Set tasks
#1 In the passage on virtual computing instances, what name is given to containers that do not include a guest operating system?
#2 Continue the passage on virtual computing instances and OS-less containers from the point where it ends.

Supplied passage
Certain embodiments as described above involve a hardware abstraction layer on top of a host computer. The hardware abstraction layer allows multiple contexts or virtual computing instances to share the hardware resource. In one embodiment, these virtual computing instances are isolated from each other, each having at least a user application running therein. The hardware abstraction layer thus provides benefits of resource isolation and allocation among the virtual computing instances. In the foregoing embodiments, virtual machines are used as an example for the virtual computing instances and hypervisors as an example for the hardware abstraction layer. As described above, each virtual machine includes a guest operating system in which at least one application runs. It should be noted that these embodiments may also apply to other examples of virtual computing instances, such as containers not including a guest operating system, referred to herein as “OS-less containers” (see, e.g., www.docker.com). OS-less containers implement operating system-level virtualization, wherein an abstraction layer is provided on top of the kernel of an operating system on a host computer. The abstraction layer supports multiple OS-less containers each including an application and its dependencies. Each OS-less container runs as an isolated process in user space on the host operating system and shares the kernel with other containers. The OS-less container relies on the kernel's functionality to make use of resource isolation (CPU, memory, block I/O, network, etc.) and separate namespaces and to completely isolate the application's view of the operating environments. By using OS-less containers, resources can be isolated, services restricted, and processes provisioned to have a private view of the operating system with their own process ID space, file system structure, and network interfaces. Multiple containers can share the same kernel, but each container can be constrained to only use a defined amount of resources such as CPU, memory and I/O.

Records
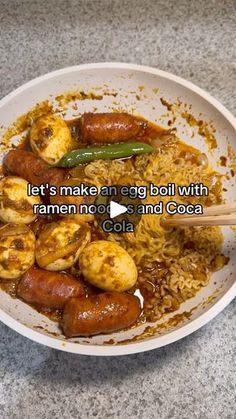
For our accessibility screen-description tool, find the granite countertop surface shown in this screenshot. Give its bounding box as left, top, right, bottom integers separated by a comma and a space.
0, 0, 236, 419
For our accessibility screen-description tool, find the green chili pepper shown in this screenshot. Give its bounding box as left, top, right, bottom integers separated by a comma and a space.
57, 142, 153, 167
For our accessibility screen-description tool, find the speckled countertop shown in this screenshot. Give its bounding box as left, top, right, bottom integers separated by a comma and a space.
0, 0, 236, 419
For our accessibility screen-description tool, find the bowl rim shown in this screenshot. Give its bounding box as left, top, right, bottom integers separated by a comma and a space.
0, 62, 236, 356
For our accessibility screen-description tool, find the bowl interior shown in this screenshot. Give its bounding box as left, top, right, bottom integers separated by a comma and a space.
0, 64, 236, 354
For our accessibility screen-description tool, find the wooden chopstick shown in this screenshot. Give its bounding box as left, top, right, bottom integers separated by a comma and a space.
163, 202, 236, 227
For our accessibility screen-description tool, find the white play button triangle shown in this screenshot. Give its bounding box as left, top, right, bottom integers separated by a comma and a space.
110, 201, 128, 218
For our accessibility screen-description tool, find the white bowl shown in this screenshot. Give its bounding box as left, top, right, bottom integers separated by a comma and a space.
0, 63, 236, 355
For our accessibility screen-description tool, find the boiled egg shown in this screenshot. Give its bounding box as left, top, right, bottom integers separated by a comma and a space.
79, 240, 138, 292
35, 219, 91, 271
30, 114, 73, 165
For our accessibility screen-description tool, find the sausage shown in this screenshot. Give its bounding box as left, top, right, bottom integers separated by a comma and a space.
17, 267, 85, 309
78, 113, 163, 144
61, 292, 141, 337
3, 150, 67, 185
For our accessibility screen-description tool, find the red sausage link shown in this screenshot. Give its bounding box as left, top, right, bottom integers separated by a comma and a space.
17, 267, 85, 309
62, 292, 141, 337
3, 150, 67, 185
80, 113, 155, 144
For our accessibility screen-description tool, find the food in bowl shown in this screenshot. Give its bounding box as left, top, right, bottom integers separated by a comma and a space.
0, 108, 227, 337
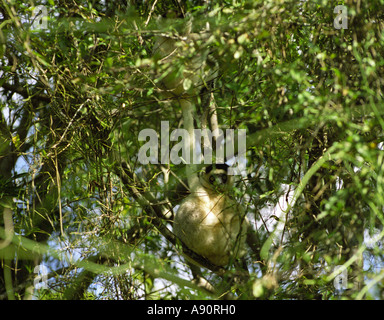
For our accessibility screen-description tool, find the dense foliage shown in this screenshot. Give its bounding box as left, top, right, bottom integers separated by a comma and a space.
0, 0, 384, 299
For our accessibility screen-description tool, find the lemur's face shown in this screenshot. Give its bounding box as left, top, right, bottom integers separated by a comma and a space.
200, 164, 232, 193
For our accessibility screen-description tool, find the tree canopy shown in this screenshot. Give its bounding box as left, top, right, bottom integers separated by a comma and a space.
0, 0, 384, 300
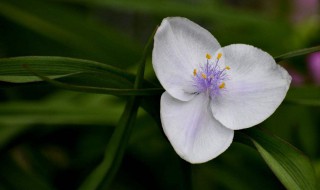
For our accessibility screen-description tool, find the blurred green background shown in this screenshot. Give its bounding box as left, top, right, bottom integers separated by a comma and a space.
0, 0, 320, 190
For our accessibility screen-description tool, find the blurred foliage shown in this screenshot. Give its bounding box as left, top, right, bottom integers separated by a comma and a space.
0, 0, 320, 190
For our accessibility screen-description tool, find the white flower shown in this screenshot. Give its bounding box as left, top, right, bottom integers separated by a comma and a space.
152, 17, 291, 163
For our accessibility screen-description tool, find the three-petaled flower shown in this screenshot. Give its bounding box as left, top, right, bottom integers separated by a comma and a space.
152, 17, 291, 163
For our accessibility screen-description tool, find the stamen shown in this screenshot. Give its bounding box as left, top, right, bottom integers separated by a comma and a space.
219, 82, 226, 89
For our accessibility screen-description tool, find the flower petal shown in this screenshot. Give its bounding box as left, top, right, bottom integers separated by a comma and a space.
211, 44, 291, 130
160, 92, 234, 163
152, 17, 220, 101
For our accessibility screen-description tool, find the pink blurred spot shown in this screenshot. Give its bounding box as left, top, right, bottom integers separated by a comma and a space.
308, 52, 320, 84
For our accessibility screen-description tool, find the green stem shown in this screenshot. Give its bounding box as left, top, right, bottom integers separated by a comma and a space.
79, 27, 155, 190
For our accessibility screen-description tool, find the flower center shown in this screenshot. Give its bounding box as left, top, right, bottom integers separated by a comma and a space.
193, 53, 230, 99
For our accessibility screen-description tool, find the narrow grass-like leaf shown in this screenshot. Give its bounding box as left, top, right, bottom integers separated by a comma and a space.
0, 56, 134, 83
245, 129, 317, 190
25, 66, 163, 96
79, 28, 154, 190
274, 46, 320, 62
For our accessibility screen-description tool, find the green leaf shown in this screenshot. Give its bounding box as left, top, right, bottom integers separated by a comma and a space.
245, 129, 317, 190
23, 68, 163, 96
0, 56, 134, 83
274, 46, 320, 62
79, 27, 154, 190
0, 156, 54, 190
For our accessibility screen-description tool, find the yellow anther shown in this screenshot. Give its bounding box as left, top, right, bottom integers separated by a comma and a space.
219, 82, 226, 89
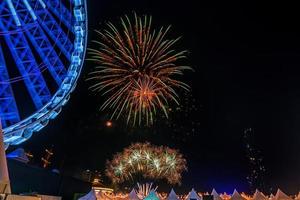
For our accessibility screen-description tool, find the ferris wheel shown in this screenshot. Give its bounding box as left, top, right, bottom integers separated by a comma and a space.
0, 0, 87, 147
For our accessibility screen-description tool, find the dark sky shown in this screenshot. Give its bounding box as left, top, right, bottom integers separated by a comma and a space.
12, 0, 300, 193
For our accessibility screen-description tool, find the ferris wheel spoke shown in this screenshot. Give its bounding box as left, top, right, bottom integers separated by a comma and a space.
47, 0, 74, 32
0, 44, 20, 127
32, 0, 73, 61
26, 26, 67, 85
5, 33, 51, 109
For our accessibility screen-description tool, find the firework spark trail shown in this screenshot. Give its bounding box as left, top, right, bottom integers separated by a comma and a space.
88, 14, 192, 125
106, 143, 187, 184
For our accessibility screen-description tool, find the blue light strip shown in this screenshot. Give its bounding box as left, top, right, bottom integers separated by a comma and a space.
6, 0, 21, 26
23, 0, 37, 20
0, 44, 20, 127
46, 0, 73, 31
30, 0, 73, 61
15, 1, 67, 85
3, 0, 87, 146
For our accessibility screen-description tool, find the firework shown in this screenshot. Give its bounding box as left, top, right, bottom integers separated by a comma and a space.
106, 143, 187, 184
88, 14, 191, 125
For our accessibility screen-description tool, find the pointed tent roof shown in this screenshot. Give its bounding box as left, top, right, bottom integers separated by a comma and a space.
253, 190, 268, 200
230, 190, 245, 200
129, 189, 140, 200
187, 188, 201, 200
274, 189, 292, 200
78, 190, 97, 200
211, 189, 222, 200
167, 188, 179, 200
6, 148, 29, 163
144, 190, 159, 200
295, 192, 300, 200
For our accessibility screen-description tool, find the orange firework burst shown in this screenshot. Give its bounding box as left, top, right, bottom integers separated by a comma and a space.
89, 14, 191, 125
106, 143, 187, 184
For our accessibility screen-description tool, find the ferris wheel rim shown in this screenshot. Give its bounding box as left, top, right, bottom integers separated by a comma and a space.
3, 0, 88, 148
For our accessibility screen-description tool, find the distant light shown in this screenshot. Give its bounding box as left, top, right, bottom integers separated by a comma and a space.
105, 121, 112, 127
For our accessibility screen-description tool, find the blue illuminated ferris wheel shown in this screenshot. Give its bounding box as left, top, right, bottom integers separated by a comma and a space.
0, 0, 87, 146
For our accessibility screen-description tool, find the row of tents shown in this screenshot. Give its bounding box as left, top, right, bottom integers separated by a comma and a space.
80, 189, 300, 200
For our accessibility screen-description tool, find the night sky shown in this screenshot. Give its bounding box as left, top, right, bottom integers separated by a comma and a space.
11, 0, 300, 193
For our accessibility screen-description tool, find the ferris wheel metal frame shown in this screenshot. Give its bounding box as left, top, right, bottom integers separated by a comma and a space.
0, 0, 88, 148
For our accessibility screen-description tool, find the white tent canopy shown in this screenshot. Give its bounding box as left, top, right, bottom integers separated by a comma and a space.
145, 190, 159, 200
167, 188, 179, 200
187, 188, 202, 200
253, 190, 268, 200
230, 190, 245, 200
78, 190, 97, 200
129, 189, 140, 200
211, 189, 222, 200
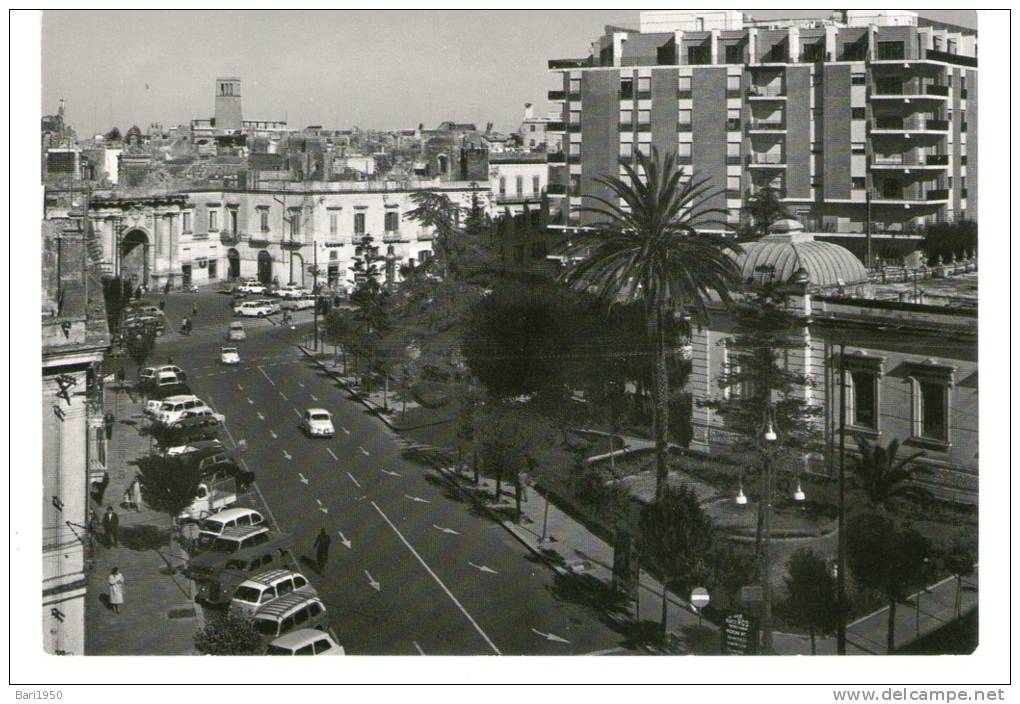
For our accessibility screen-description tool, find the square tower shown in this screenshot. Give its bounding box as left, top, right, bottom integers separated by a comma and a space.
216, 79, 242, 132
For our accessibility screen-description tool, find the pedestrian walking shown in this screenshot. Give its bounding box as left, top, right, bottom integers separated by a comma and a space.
106, 567, 124, 613
315, 527, 329, 572
103, 506, 120, 548
103, 411, 116, 442
128, 474, 142, 512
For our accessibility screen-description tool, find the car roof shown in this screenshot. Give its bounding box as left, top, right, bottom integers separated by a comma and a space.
242, 567, 304, 587
269, 628, 329, 650
219, 525, 269, 540
255, 592, 325, 618
203, 506, 262, 520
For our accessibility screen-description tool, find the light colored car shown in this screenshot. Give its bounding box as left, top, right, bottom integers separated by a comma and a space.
234, 301, 278, 317
156, 395, 207, 425
265, 628, 346, 655
279, 296, 315, 310
301, 408, 336, 438
231, 569, 318, 616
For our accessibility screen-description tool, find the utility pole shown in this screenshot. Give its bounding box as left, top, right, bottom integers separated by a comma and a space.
835, 342, 847, 655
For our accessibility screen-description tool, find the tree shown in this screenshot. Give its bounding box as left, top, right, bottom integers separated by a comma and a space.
852, 437, 924, 507
847, 513, 931, 654
562, 147, 737, 499
195, 610, 263, 655
785, 548, 839, 655
639, 485, 714, 643
138, 448, 202, 551
744, 186, 789, 237
128, 330, 156, 372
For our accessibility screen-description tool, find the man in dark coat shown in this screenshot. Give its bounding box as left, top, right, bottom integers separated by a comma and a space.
103, 506, 120, 548
315, 527, 329, 572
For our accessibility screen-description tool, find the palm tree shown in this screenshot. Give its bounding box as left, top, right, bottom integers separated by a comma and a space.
854, 437, 924, 506
563, 147, 740, 500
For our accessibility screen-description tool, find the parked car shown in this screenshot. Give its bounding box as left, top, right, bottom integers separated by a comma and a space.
279, 296, 315, 310
231, 569, 318, 616
252, 592, 329, 645
234, 301, 278, 317
265, 628, 346, 655
198, 506, 265, 550
177, 482, 238, 522
301, 408, 336, 438
185, 534, 293, 606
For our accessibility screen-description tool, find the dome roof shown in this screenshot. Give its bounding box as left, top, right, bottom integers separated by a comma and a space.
736, 228, 868, 289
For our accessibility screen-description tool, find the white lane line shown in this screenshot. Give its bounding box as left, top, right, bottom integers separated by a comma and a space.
255, 366, 283, 385
371, 501, 503, 655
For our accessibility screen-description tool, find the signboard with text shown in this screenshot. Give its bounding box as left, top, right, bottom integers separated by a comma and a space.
720, 613, 758, 655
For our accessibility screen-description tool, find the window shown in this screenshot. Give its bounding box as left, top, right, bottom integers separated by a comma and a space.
850, 369, 878, 431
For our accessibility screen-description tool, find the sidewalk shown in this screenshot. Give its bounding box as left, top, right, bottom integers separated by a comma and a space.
85, 388, 204, 655
302, 347, 719, 655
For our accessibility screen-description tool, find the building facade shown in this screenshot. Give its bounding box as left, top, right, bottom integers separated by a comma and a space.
547, 11, 977, 235
84, 181, 490, 289
41, 219, 110, 655
687, 227, 978, 504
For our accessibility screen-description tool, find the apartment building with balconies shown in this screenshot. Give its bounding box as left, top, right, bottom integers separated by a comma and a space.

Answers per task
#1 They are called "OS-less containers."

#2
The various embodiments described herein may employ various computer-implemented operations involving data stored in computer systems. For example, these operations may require physical manipulation of physical quantities—usually, though not necessarily, these quantities may take the form of electrical or magnetic signals, where they or representations of them are capable of being stored, transferred, combined, compared, or otherwise manipulated. Further, such manipulations are often referred to in terms, such as producing, identifying, determining, or comparing. Any operations described herein that form part of one or more embodiments of the invention may be useful machine operations. In addition, one or more embodiments of the invention also relate to a device or an apparatus for performing these operations. The apparatus may be specially constructed for specific required purposes, or it may be a general purpose computer selectively activated or configured by a computer program stored in the computer. In particular, various general purpose machines may be used with computer programs written in accordance with the teachings herein, or it may be more convenient to construct a more specialized apparatus to perform the required operations.
The various embodiments described herein may be practiced with other computer system configurations including hand-held devices, microprocessor systems, microprocessor-based or programmable consumer electronics, minicomputers, mainframe computers, and the like.
One or more embodiments of the present invention may be implemented as one or more computer programs or as one or more computer program modules embodied in one or more computer readable media. The term computer readable medium refers to any data storage device that can store data which can thereafter be input to a computer system—computer readable media may be based on any existing or subsequently developed technology for embodying computer programs in a manner that enables them to be read by a computer. Examples of a computer readable medium include a hard drive, network attached storage (NAS), read-only memory, random-access memory (e.g., a flash memory device), a CD (Compact Discs)—CD-ROM, a CD-R, or a CD-RW, a DVD (Digital Versatile Disc), a magnetic tape, and other optical and non-optical data storage devices. The computer readable medium can also be distributed over a network coupled computer system so that the computer readable code is stored and executed in a distributed fashion.
Although one or more embodiments of the present invention have been described in some detail for clarity of understanding, it will be apparent that certain changes and modifications may be made within the scope of the claims. Accordingly, the described embodiments are to be considered as illustrative and not restrictive, and the scope of the claims is not to be limited to details given herein, but may be modified within the scope and equivalents of the claims. In the claims, elements and/or steps do not imply any particular order of operation, unless explicitly stated in the claims.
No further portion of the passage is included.